Exercise directions -
When you reach the line in the listing below that contains "Can you find the green plastic", begin returning lines exactly as written, and stop after the line that contains "Can you find the small". Return no other lines.

Data provided -
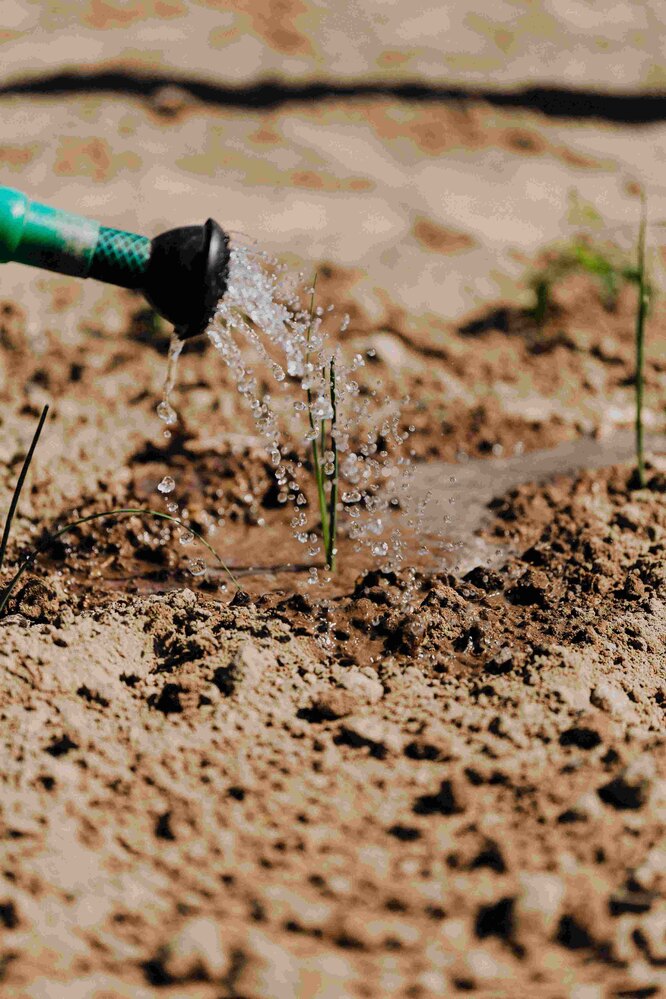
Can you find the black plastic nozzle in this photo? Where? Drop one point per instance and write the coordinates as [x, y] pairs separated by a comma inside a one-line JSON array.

==

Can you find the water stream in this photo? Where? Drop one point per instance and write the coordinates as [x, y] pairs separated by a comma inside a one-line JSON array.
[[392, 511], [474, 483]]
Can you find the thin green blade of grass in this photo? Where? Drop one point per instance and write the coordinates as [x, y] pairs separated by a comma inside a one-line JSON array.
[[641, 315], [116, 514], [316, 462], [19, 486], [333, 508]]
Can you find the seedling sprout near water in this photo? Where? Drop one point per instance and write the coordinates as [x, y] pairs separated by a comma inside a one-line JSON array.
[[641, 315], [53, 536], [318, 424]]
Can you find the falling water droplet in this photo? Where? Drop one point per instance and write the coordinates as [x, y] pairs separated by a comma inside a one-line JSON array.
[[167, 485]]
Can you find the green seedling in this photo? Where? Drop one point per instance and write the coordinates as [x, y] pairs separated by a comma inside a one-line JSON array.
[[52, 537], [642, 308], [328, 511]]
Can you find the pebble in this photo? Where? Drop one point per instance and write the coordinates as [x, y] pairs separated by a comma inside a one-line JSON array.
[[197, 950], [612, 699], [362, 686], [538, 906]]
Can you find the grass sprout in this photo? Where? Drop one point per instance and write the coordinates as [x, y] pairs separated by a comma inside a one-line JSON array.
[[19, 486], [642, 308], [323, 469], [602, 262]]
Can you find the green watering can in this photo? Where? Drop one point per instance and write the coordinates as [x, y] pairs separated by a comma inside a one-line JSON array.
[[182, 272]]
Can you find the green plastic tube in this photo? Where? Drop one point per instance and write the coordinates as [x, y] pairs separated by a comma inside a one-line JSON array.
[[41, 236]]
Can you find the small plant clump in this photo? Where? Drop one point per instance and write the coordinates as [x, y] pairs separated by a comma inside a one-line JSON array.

...

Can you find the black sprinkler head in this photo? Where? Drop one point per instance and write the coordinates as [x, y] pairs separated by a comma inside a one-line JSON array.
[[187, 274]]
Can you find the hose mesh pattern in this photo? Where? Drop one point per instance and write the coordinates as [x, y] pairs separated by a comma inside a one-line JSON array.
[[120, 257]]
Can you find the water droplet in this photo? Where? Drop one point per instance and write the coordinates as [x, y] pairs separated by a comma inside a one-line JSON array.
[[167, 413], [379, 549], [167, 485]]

Solution for this exercise -
Can you find the green plastic tube in this photo? Where? Drop one point per instance and write the coordinates as [x, y] pairs separated by a comma inside a one-line JSON array.
[[41, 236]]
Can you find the small plant clump in this photo? Where? Drop one point per instance and write the coordinates as [x, y] pairs separated by a comma inside a one-line JSON array.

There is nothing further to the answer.